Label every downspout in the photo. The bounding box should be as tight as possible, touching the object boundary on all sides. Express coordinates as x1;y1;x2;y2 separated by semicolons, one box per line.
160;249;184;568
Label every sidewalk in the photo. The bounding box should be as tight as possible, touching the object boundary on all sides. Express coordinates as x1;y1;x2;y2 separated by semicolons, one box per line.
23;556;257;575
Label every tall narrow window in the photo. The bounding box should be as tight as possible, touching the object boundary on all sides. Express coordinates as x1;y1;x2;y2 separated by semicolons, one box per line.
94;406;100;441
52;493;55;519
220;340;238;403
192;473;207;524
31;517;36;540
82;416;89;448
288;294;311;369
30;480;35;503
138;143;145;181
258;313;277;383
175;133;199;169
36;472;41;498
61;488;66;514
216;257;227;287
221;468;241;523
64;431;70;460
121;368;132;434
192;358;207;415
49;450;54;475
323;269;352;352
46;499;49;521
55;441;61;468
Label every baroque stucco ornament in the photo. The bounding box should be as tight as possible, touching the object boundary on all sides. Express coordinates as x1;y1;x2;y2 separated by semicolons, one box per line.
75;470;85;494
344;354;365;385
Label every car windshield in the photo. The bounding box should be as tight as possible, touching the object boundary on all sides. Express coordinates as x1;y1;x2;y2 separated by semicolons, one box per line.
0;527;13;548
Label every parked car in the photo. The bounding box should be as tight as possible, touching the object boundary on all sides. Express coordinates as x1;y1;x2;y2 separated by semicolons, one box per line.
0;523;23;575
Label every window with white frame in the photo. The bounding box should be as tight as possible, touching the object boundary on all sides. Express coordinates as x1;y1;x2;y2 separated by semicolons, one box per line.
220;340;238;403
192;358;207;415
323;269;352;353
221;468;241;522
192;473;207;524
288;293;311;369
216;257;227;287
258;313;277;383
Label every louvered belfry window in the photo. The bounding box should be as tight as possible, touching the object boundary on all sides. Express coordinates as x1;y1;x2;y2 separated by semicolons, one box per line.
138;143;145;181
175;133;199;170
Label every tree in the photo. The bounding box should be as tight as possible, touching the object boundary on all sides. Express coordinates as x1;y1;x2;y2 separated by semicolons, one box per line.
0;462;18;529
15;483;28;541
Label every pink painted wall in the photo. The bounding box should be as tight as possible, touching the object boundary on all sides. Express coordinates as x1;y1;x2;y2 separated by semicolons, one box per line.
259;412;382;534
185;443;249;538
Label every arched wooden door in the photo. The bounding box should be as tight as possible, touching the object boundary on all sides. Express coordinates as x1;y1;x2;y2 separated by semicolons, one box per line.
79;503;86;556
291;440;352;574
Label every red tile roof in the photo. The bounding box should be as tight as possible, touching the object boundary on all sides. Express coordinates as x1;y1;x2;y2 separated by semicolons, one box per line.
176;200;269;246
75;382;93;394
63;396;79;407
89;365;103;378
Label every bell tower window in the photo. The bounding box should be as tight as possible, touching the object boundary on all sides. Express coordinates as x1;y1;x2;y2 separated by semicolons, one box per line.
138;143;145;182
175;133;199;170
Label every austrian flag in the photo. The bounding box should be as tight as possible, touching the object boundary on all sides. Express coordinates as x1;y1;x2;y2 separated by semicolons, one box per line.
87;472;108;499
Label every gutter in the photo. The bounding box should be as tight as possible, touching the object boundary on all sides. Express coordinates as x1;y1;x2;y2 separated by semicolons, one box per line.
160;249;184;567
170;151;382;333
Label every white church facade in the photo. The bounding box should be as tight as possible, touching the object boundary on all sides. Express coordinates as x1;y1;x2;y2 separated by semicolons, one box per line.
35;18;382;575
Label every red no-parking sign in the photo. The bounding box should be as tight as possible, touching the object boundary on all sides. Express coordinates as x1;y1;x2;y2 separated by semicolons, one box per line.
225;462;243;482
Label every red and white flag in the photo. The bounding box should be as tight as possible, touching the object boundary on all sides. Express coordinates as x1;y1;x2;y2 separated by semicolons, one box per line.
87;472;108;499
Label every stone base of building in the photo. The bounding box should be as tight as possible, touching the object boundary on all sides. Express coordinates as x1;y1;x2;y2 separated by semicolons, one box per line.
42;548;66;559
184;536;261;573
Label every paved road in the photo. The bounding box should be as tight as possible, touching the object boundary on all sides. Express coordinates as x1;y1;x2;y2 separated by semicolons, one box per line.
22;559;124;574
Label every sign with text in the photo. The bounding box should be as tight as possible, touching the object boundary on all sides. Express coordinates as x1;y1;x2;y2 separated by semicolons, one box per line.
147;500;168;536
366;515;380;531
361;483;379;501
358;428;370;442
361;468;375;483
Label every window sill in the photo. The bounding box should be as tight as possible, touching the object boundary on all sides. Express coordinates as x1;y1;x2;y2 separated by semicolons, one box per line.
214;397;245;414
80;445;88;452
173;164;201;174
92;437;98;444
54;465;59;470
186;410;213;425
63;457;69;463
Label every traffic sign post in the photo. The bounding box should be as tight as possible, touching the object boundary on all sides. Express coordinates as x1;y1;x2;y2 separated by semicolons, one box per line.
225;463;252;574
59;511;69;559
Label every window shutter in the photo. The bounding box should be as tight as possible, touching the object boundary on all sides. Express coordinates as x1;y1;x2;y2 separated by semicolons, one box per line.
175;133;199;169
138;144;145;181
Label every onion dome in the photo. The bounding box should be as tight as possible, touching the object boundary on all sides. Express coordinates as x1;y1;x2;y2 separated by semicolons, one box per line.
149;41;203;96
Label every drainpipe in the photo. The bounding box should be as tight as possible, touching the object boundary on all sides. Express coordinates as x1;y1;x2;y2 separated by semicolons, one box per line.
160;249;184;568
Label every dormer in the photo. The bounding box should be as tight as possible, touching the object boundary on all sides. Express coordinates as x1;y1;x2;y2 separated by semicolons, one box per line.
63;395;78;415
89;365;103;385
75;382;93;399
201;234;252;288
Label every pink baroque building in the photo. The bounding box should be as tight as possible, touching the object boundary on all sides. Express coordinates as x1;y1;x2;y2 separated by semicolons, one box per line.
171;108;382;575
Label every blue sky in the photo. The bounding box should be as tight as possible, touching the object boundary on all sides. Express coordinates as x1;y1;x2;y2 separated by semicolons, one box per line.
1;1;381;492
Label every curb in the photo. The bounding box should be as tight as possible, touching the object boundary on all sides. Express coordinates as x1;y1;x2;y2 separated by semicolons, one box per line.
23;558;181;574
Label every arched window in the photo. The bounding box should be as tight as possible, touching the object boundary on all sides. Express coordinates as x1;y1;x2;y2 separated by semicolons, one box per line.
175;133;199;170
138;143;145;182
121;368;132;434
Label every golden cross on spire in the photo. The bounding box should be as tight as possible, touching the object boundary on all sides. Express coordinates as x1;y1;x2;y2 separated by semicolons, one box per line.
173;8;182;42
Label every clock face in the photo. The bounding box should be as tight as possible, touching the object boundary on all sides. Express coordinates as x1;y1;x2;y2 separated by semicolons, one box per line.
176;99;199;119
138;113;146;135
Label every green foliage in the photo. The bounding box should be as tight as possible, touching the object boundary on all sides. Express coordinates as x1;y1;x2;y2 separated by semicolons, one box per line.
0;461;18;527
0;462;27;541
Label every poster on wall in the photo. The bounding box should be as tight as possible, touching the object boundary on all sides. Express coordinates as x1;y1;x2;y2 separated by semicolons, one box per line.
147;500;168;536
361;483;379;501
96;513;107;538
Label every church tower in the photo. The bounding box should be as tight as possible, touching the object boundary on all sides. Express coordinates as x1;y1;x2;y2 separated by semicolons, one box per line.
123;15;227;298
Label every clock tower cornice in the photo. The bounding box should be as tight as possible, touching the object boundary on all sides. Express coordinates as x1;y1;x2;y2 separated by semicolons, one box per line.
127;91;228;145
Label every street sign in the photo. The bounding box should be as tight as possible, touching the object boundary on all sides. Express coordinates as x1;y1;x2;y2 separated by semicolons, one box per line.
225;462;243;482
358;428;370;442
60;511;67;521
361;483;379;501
==========
:: Exercise description ::
Final part of the records: return the line that contains "Label every street" and every line after it, exactly, with no other lines added.

:: Output of the exercise ::
Label every street sign in the photo. The bounding box should be as tight as possible, touching the object boundary on all sides. Express coordinates as x1;y1;x2;y2 separated by semicolons, one box per line.
225;462;243;482
358;428;370;442
60;511;67;521
361;483;379;501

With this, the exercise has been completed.